Society and the Seaside

This workshop will explore how proximity to the sea has influenced political stability and identity.

Overview

This workshop begins an investigation into the relationship between the sea and the shore in the C21st.  Living by the sea generates its own forms of insecurity and opportunity (Mah 2014) and these have structured how communities living by the sea have been organised.  In this workshop we first explore how proximity to the sea has influenced political stability and identity.  We then explore the sea as a resource for wellbeing and ask whether sea swimming could be shown to have benefits as a mental health policy intervention.  Finally we put this in context by examining how water therapies went in and out of fashion in C20th medicine and English spa towns.

Agenda

13.30-13.45

 

Welcome and introduction Charlie Dannreuther (POLIS)

13.45 -14.45

Security and the Seaside

Neil Winn (POLIS) “Land based anti piracy initiatives in the Horn of Africa”

Charlie Dannreuther (POLIS) “Left Behind at the seaside – UKIP and the coastal vote”

14.45 - 15.45

Identity and the Sea

Daniel Burdsey (University of Brighton) Race, sport and the seaside

Karen Throsby (SSP) Gender identity and sea swimming

15.45-16.00 break

16.00 – 17.00

Sea swimming, mental health and evaluating well being

Jana Javornik (SSP) - Wellbeing in a comparative context

Charlie Dannreuther (SSP) Pool to Pier and “common mental health problems”

→ DATA TO EXAMINE:
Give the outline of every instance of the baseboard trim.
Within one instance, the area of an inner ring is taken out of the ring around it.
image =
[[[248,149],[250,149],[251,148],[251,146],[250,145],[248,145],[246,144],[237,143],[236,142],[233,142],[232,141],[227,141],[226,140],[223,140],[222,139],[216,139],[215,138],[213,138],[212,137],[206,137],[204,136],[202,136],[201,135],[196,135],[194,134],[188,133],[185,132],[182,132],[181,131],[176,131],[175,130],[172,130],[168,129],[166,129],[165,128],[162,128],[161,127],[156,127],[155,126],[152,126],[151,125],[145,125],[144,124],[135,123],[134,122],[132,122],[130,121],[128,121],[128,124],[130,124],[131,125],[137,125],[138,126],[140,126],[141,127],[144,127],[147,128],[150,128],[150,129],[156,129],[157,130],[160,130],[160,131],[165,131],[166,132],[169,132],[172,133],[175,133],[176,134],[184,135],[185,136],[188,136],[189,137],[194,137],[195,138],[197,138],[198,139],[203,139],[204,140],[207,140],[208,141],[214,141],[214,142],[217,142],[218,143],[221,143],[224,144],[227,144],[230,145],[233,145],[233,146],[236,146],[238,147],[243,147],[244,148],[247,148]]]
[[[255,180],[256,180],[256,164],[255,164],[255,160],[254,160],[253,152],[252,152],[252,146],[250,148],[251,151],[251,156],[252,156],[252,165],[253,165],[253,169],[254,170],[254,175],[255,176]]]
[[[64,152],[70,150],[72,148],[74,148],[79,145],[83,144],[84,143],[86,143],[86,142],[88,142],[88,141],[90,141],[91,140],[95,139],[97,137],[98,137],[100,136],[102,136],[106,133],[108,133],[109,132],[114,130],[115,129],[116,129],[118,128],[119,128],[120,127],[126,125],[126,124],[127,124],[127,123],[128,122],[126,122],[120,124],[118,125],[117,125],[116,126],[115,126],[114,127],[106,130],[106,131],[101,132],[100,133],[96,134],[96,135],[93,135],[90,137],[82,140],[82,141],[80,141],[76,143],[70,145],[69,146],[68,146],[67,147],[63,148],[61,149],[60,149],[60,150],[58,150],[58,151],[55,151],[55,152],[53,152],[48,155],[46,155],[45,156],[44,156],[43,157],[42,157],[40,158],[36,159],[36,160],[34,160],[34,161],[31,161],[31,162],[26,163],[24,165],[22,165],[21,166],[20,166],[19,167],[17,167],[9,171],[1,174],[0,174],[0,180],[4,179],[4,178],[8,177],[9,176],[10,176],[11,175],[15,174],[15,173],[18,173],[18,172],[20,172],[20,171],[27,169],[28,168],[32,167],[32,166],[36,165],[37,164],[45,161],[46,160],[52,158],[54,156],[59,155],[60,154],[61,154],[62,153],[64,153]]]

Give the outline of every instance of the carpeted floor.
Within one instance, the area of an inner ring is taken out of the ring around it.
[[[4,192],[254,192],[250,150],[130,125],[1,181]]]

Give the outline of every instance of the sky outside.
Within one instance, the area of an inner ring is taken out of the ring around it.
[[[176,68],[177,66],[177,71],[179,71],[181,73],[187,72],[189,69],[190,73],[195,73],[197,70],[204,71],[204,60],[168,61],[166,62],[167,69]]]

→ STUDY QUESTIONS:
[1] In the workshop page, translate this sentence into Spanish: "We then explore the sea as a resource for wellbeing and ask whether sea swimming could be shown to have benefits as a mental health policy intervention."
[2] From the workshop page, print word for word the part that opens with the words containing "Society and the" and closes with "English spa towns.".
The listing is separate material and has nothing to do with the workshop page.

→ SOLUTIONS BELOW:
[1] Luego exploramos el mar como recurso para el bienestar y nos preguntamos si se podría demostrar que la natación en el mar tiene beneficios como intervención de política de salud mental.

[2]
Society and the Seaside

This workshop will explore how proximity to the sea has influenced political stability and identity.

Overview

This workshop begins an investigation into the relationship between the sea and the shore in the C21st.  Living by the sea generates its own forms of insecurity and opportunity (Mah 2014) and these have structured how communities living by the sea have been organised.  In this workshop we first explore how proximity to the sea has influenced political stability and identity.  We then explore the sea as a resource for wellbeing and ask whether sea swimming could be shown to have benefits as a mental health policy intervention.  Finally we put this in context by examining how water therapies went in and out of fashion in C20th medicine and English spa towns.